Direction: Gather every line in the records below that contains the word "polo", and write each one out in full.

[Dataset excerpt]
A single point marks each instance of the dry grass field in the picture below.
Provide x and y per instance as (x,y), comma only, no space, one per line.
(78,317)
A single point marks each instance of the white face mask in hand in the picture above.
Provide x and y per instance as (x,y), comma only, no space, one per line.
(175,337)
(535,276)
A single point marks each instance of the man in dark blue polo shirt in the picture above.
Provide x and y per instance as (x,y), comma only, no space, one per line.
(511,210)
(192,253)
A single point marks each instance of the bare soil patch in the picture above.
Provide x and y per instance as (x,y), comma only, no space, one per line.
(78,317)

...

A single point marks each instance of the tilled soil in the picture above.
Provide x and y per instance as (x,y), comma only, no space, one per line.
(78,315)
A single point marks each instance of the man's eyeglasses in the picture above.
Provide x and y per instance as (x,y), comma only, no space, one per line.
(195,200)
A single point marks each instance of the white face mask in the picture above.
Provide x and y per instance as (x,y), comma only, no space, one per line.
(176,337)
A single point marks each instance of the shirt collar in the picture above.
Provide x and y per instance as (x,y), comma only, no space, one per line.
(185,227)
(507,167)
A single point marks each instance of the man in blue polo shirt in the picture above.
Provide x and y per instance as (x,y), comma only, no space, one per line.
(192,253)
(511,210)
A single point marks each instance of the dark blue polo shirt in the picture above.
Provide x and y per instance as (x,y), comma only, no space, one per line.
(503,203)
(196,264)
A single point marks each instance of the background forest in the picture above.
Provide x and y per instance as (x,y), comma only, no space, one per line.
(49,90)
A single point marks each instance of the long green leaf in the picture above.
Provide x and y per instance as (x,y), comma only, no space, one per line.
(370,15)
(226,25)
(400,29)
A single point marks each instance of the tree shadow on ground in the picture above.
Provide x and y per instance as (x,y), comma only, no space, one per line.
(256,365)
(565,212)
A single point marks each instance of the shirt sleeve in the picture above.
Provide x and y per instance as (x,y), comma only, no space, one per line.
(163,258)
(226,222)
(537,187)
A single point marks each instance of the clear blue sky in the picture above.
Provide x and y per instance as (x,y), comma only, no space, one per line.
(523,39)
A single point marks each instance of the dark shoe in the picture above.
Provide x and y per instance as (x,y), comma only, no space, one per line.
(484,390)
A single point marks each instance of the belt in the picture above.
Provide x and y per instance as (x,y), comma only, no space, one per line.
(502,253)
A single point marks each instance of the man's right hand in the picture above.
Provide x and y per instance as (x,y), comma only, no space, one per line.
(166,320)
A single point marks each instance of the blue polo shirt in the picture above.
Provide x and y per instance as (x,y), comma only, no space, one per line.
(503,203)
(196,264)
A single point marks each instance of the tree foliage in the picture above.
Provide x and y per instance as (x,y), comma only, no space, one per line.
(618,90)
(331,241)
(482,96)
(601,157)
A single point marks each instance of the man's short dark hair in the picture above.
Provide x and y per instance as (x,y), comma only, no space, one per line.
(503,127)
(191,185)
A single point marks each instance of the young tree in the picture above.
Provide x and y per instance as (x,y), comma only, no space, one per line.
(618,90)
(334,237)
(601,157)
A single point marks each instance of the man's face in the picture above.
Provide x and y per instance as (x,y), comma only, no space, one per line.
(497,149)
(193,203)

Answer to the task:
A single point marks each instance of the man in dark blue polo shirt in the picture above.
A single point marks each instance of the man in blue polo shirt in the picture above.
A single point marks each instance of the dark blue polo shirt in the picture above.
A single point marks each instance of the blue polo shirt in the picture above.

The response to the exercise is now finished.